╭─ Records shown
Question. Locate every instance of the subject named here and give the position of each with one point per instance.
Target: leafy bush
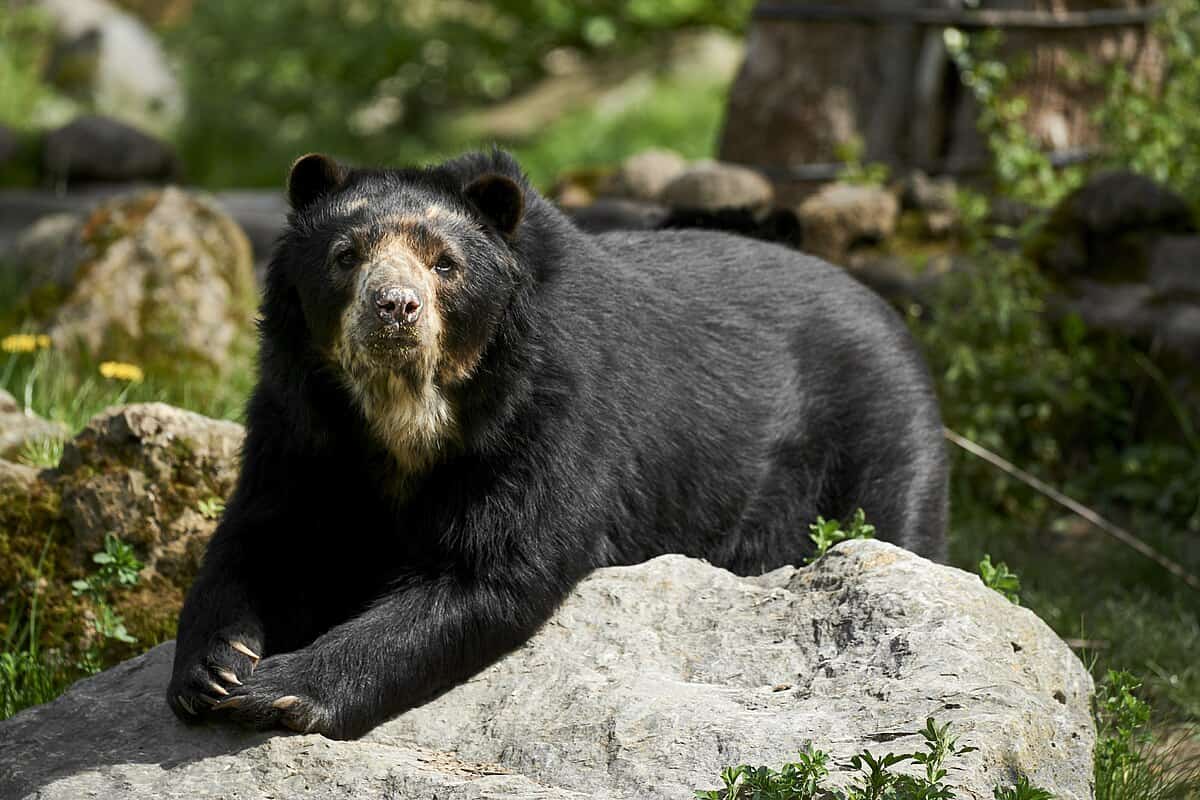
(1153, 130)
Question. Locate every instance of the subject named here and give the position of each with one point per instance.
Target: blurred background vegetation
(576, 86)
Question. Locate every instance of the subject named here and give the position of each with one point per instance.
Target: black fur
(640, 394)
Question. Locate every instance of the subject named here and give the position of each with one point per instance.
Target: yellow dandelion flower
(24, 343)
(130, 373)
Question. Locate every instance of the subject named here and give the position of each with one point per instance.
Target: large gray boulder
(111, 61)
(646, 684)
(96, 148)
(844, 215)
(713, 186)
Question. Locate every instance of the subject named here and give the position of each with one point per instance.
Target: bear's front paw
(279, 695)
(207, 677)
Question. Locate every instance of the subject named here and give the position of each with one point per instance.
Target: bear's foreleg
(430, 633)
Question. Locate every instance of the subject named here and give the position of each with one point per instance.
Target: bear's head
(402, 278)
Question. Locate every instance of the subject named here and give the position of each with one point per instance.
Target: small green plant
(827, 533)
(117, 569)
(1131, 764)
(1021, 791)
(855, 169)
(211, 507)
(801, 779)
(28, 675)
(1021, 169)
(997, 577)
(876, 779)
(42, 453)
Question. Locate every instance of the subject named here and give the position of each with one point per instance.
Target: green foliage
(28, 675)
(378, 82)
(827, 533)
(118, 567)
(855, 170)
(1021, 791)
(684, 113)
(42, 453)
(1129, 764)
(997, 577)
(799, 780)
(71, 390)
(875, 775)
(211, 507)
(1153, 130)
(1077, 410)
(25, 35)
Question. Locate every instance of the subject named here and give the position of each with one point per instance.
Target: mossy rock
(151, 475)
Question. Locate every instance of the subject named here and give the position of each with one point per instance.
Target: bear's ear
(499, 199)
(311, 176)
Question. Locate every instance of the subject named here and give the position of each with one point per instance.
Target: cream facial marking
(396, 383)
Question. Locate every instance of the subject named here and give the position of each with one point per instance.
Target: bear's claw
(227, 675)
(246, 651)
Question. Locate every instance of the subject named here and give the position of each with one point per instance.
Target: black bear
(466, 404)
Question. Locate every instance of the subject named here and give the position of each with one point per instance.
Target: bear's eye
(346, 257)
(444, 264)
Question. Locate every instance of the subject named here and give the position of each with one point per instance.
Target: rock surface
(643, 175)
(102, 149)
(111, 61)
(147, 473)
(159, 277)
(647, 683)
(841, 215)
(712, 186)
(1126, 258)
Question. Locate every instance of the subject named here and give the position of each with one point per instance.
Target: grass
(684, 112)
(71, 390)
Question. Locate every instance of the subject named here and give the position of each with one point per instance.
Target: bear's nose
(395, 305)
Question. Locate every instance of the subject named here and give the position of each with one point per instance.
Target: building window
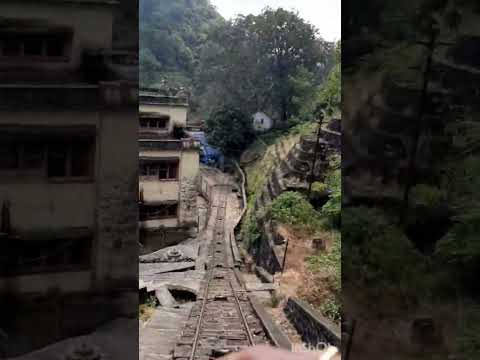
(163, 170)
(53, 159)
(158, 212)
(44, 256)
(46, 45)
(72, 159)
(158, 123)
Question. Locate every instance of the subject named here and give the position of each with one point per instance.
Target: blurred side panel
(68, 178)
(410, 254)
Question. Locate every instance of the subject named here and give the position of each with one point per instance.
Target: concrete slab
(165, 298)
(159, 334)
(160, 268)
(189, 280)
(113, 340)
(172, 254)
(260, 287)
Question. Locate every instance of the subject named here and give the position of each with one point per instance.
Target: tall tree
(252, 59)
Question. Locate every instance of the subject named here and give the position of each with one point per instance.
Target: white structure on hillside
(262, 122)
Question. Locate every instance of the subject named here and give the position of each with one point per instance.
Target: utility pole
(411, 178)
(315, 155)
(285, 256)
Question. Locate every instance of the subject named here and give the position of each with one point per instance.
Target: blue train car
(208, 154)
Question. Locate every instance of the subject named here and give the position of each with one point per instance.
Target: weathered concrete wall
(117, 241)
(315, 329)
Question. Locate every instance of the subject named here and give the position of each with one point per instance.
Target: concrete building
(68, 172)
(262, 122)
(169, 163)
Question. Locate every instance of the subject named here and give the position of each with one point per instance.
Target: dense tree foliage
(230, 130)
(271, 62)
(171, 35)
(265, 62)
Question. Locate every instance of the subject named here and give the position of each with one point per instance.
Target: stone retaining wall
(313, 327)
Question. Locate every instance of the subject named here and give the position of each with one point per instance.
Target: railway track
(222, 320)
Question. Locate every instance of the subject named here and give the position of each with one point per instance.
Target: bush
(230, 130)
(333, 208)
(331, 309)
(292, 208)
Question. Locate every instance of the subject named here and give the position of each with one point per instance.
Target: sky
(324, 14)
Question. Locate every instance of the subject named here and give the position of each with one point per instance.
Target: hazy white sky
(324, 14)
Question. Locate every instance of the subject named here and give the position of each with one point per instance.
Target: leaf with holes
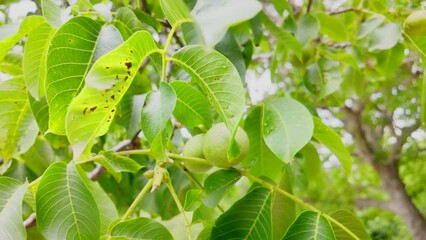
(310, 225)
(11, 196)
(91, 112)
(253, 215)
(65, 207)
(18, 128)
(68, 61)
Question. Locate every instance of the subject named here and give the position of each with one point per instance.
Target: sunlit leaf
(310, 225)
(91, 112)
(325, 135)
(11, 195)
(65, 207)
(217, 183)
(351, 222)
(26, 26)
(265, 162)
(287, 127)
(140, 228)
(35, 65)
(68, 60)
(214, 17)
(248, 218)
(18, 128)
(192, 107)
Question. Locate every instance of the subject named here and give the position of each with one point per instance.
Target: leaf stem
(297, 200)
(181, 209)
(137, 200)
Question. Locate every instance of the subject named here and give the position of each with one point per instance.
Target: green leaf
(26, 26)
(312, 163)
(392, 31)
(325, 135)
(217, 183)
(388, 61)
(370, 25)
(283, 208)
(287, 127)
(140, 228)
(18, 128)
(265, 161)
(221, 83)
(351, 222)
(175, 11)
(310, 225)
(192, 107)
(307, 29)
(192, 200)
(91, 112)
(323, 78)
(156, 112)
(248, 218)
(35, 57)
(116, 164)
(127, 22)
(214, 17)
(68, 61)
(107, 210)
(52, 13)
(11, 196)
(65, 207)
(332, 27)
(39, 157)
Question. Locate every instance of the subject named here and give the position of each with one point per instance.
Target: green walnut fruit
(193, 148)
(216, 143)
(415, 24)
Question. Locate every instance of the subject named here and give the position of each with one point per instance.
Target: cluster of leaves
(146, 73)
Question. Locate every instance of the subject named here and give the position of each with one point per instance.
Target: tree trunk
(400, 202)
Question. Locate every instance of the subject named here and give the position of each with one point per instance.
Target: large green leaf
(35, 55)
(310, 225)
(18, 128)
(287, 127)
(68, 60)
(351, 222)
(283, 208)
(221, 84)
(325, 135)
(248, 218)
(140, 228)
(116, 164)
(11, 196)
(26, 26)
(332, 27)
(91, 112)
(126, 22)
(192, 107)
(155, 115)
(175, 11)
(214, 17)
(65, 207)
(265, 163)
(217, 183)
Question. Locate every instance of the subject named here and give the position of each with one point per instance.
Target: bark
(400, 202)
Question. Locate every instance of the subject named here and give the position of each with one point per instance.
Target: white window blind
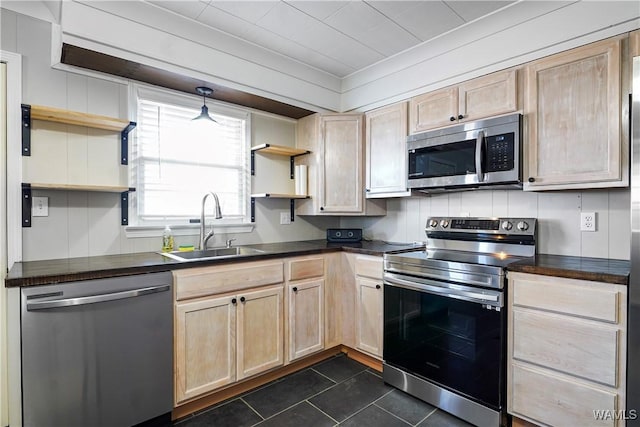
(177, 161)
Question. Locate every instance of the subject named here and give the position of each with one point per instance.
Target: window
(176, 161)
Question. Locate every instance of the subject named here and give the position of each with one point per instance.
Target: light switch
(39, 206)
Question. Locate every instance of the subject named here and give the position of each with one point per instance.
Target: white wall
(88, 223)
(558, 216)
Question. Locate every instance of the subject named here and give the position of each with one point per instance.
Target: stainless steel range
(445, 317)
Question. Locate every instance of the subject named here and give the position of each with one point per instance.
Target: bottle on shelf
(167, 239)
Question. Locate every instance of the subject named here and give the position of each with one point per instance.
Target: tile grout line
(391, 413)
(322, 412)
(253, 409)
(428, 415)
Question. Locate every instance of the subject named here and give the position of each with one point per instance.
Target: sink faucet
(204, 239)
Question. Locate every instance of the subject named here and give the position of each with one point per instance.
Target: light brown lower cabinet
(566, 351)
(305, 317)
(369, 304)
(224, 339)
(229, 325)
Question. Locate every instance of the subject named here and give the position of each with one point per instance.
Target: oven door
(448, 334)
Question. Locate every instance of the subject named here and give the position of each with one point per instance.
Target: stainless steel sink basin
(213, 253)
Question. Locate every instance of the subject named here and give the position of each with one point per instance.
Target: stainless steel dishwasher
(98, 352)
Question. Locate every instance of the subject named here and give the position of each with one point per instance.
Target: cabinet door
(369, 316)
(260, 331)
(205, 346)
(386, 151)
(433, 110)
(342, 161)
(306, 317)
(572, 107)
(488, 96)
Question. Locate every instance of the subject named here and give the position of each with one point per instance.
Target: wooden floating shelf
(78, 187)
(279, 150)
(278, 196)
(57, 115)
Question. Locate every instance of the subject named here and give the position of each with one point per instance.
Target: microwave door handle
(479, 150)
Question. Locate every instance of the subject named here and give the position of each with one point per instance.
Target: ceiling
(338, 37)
╰─
▶ _What the exercise asks_
Which lines in the items above contain the word "rock"? Report each of those lines in full.

▶ _Problem solution_
Target: mossy rock
Target: rock surface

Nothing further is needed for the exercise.